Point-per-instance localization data
BEGIN
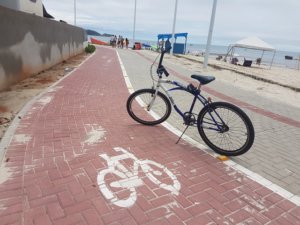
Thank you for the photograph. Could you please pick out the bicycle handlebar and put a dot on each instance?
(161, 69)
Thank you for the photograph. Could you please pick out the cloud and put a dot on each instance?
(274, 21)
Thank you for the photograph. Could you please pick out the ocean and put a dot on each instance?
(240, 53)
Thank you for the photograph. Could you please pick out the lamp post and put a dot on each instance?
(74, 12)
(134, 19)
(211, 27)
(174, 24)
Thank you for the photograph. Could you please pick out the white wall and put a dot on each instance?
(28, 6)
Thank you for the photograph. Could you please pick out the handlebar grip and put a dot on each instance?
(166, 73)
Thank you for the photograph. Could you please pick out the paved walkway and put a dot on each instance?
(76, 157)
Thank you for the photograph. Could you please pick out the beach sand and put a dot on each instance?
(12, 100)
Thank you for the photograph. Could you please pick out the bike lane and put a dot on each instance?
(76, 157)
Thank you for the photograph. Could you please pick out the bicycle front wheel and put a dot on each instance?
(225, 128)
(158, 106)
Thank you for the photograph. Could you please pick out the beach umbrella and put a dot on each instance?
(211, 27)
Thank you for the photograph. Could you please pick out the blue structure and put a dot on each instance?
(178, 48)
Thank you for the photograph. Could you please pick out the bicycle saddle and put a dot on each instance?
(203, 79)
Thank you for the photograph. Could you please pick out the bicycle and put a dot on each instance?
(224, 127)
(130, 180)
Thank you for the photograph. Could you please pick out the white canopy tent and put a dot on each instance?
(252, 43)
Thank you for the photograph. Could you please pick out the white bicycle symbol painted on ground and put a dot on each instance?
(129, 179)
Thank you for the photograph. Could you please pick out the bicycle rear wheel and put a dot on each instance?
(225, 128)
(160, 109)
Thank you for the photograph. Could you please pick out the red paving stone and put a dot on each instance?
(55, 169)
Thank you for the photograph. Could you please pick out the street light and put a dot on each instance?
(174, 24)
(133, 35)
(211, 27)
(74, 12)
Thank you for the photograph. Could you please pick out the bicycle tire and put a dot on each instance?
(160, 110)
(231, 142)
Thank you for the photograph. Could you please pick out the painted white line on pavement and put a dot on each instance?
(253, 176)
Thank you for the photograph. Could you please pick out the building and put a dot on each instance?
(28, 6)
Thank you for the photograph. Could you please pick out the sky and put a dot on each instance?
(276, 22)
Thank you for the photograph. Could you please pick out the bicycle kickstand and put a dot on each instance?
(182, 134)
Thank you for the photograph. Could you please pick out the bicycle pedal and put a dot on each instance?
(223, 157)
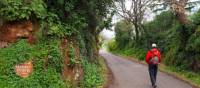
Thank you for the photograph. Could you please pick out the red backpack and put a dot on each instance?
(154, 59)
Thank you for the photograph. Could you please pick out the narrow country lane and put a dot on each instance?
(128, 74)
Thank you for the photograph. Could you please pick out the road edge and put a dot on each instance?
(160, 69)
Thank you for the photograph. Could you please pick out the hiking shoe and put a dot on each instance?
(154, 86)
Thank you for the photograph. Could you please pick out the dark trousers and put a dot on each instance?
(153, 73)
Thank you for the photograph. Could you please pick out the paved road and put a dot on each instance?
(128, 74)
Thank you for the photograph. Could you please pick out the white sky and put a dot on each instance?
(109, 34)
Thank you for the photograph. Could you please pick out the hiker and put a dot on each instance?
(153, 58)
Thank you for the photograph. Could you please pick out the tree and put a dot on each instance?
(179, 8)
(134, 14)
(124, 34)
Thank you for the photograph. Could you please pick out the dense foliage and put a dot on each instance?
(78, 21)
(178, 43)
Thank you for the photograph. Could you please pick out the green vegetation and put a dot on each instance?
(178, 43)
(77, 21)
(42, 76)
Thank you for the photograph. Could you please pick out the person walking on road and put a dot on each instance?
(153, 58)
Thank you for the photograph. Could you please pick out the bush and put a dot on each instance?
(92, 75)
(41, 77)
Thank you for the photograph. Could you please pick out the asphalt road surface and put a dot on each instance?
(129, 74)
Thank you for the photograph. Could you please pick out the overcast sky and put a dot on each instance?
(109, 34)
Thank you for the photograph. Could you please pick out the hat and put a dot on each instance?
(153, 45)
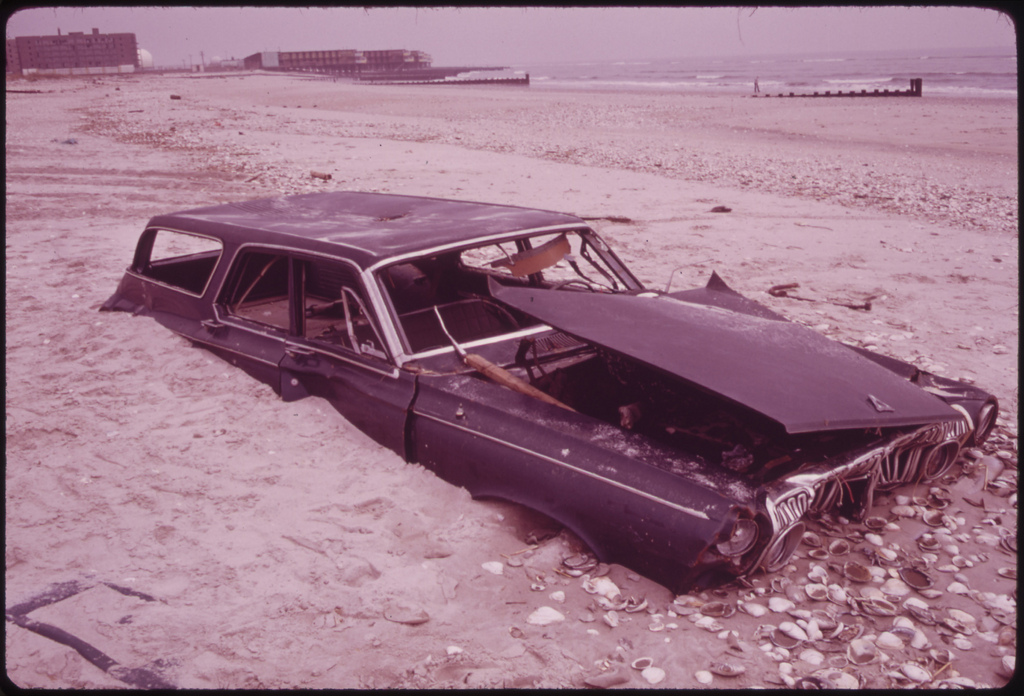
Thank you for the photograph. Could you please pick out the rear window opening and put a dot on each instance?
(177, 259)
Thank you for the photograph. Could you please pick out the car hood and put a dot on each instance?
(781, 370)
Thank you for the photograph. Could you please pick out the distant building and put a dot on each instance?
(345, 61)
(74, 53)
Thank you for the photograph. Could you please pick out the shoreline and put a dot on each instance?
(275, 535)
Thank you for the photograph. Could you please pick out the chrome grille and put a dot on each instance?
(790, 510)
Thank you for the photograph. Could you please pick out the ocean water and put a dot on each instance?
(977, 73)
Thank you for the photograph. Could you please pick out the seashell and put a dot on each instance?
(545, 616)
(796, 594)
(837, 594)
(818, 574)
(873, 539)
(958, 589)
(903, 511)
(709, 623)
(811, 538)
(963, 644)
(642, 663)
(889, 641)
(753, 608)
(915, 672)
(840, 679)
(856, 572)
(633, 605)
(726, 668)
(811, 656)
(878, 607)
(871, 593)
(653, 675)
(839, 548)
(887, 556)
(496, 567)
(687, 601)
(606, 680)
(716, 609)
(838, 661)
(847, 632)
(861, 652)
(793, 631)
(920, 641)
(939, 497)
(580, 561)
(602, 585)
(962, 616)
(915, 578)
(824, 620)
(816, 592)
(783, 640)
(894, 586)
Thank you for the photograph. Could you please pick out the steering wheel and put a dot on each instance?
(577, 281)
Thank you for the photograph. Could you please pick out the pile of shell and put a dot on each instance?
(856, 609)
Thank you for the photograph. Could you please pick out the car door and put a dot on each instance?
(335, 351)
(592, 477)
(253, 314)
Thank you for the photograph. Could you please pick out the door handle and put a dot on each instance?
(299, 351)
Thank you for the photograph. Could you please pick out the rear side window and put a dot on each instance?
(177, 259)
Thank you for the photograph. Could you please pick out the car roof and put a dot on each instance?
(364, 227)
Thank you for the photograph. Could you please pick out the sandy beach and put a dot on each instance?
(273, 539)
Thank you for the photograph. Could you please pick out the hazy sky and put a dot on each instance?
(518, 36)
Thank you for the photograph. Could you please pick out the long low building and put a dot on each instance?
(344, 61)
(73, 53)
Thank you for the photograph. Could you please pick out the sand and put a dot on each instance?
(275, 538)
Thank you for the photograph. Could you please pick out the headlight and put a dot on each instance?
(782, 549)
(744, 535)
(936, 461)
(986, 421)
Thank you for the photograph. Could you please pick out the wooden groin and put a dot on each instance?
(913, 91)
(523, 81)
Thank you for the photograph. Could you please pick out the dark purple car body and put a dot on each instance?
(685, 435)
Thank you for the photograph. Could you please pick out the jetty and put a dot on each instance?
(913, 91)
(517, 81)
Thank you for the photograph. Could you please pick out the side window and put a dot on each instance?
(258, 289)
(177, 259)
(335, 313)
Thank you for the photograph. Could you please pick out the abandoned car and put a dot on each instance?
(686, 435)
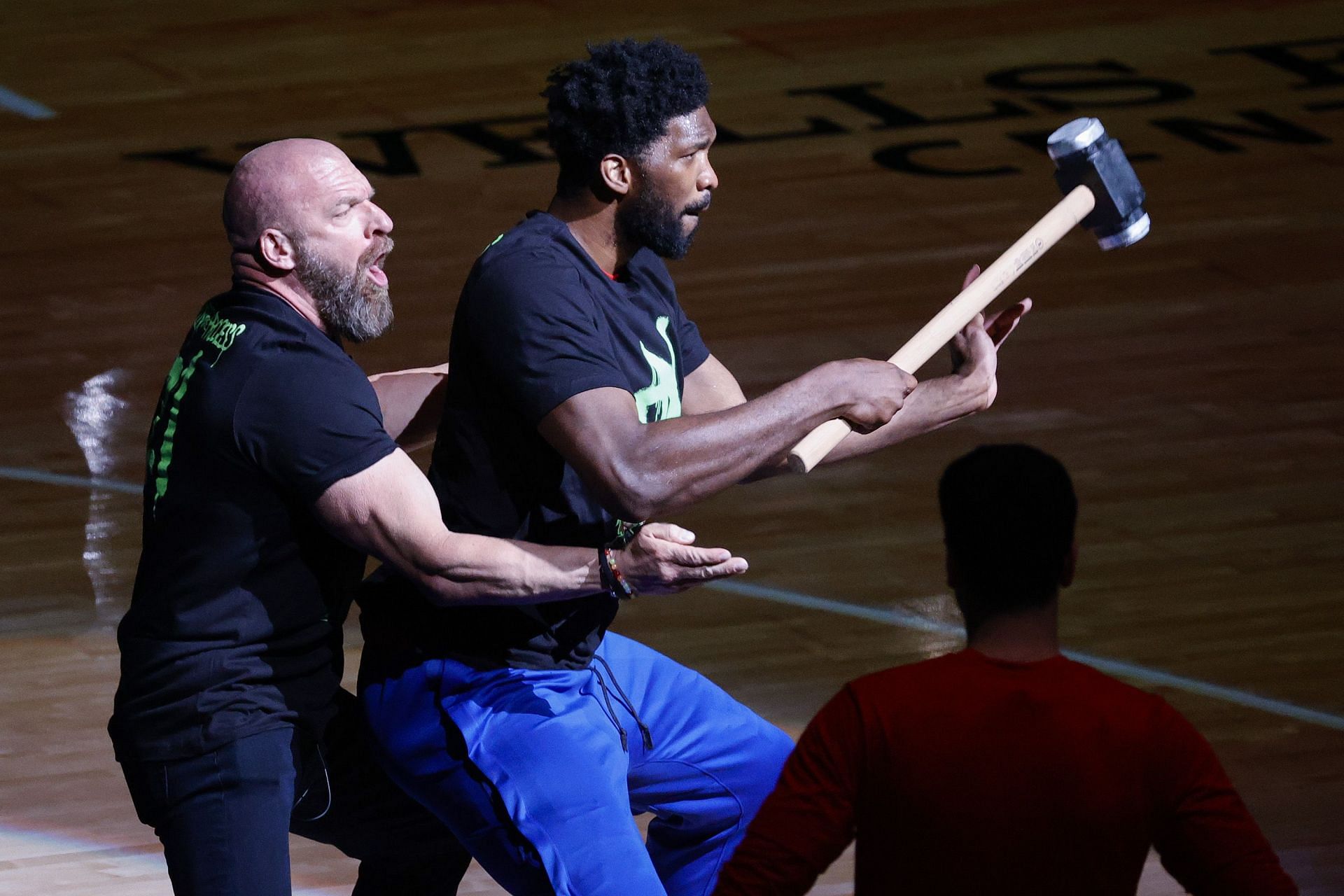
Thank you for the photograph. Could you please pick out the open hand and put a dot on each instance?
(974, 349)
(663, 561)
END
BEGIN
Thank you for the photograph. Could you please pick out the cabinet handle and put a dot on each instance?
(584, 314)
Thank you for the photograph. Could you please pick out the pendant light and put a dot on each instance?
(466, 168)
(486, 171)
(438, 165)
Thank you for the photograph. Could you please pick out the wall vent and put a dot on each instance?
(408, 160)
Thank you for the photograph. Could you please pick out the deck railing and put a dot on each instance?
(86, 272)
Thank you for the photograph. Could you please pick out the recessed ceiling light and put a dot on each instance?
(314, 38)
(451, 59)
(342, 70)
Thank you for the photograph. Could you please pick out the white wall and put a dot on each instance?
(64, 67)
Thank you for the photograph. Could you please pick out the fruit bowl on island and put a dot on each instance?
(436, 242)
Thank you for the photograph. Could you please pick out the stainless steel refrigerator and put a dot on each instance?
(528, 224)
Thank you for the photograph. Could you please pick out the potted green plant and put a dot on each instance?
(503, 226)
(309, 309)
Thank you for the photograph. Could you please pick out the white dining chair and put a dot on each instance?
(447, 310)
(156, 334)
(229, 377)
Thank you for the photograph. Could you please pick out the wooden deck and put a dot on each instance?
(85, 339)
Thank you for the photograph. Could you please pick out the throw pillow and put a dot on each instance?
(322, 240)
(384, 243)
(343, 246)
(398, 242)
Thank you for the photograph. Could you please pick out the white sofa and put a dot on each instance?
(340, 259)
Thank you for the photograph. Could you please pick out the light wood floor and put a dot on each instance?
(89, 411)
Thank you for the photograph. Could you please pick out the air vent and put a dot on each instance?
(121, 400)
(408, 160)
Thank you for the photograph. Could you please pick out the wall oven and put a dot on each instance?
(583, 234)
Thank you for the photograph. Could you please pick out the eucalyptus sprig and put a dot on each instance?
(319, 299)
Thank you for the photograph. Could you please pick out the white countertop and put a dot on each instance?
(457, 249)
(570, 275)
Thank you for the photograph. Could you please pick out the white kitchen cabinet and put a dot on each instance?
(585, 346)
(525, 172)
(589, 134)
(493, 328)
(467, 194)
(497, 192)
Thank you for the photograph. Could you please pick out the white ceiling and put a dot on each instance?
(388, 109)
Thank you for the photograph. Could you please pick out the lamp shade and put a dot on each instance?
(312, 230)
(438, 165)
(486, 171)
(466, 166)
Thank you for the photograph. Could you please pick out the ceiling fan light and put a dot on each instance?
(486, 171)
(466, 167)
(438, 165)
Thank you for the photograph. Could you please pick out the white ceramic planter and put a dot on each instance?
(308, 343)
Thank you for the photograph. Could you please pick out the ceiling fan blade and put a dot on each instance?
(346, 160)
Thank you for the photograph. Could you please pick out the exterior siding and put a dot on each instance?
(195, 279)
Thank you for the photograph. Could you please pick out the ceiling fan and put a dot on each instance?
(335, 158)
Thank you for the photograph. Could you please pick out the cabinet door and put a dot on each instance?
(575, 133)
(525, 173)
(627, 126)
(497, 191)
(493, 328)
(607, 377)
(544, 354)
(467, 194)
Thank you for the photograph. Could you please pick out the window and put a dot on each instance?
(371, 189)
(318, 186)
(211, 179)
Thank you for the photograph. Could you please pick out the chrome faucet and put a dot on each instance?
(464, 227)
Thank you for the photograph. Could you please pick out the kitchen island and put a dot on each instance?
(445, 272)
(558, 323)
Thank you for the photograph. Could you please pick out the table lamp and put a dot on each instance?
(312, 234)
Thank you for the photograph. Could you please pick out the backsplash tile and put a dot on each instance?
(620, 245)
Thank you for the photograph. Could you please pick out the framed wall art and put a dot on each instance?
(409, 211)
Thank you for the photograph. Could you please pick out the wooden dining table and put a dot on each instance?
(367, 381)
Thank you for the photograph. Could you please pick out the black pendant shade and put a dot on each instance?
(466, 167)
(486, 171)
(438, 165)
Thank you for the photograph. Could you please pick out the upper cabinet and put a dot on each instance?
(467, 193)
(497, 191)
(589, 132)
END
BEGIN
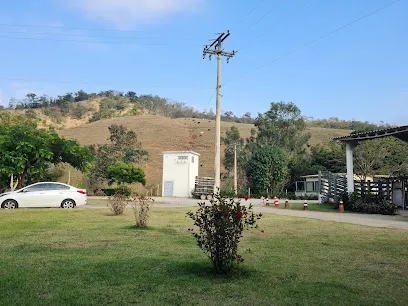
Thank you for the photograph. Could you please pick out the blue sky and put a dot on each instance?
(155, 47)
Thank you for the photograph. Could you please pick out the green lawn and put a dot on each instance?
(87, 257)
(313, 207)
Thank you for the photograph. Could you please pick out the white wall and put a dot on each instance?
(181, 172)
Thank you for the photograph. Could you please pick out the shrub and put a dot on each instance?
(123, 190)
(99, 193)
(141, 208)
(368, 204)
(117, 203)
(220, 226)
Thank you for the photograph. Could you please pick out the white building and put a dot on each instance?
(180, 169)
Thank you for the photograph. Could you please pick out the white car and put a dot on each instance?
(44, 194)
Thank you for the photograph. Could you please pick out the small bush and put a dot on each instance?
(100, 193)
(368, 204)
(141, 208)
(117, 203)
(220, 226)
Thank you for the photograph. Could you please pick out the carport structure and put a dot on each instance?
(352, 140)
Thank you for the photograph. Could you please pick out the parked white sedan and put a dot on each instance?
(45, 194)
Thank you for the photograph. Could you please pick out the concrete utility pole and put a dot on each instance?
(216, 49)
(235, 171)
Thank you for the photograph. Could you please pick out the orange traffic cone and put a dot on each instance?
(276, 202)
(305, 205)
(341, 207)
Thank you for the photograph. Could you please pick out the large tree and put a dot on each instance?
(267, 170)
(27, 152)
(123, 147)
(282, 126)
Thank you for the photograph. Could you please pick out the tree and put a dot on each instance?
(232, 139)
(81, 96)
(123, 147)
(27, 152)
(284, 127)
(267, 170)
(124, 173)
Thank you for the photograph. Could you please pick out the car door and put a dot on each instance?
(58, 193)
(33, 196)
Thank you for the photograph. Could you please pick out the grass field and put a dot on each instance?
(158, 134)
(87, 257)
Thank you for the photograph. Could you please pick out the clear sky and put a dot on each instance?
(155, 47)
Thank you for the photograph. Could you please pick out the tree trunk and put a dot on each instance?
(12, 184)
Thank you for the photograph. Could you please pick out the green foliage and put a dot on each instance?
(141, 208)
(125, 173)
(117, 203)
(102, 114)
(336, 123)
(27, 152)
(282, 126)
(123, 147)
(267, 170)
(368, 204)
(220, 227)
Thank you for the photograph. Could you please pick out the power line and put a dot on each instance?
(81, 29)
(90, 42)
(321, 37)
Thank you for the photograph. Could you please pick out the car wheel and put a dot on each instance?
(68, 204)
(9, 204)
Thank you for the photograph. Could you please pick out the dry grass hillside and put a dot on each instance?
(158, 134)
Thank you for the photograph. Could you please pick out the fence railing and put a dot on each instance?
END
## YOUR INSTRUCTIONS
Please copy the lines in the records above between the one holding "out the power" and the one holding "out the fence", inclusive, exactly and with no other line.

## YOUR SOLUTION
Thank you for the photograph. Could you please pick out the power line and put a dot on each instance?
(81, 29)
(90, 42)
(321, 37)
Thank you for the photograph. Could you please pick out the car wheel and put a dot on each instance?
(68, 204)
(9, 204)
Thank you for the photograph. Could you please pick out the dry grass hillside and put a dot on each instance?
(158, 134)
Thank you for the photograph. Could you please pick out the fence railing and put a dot on each instance?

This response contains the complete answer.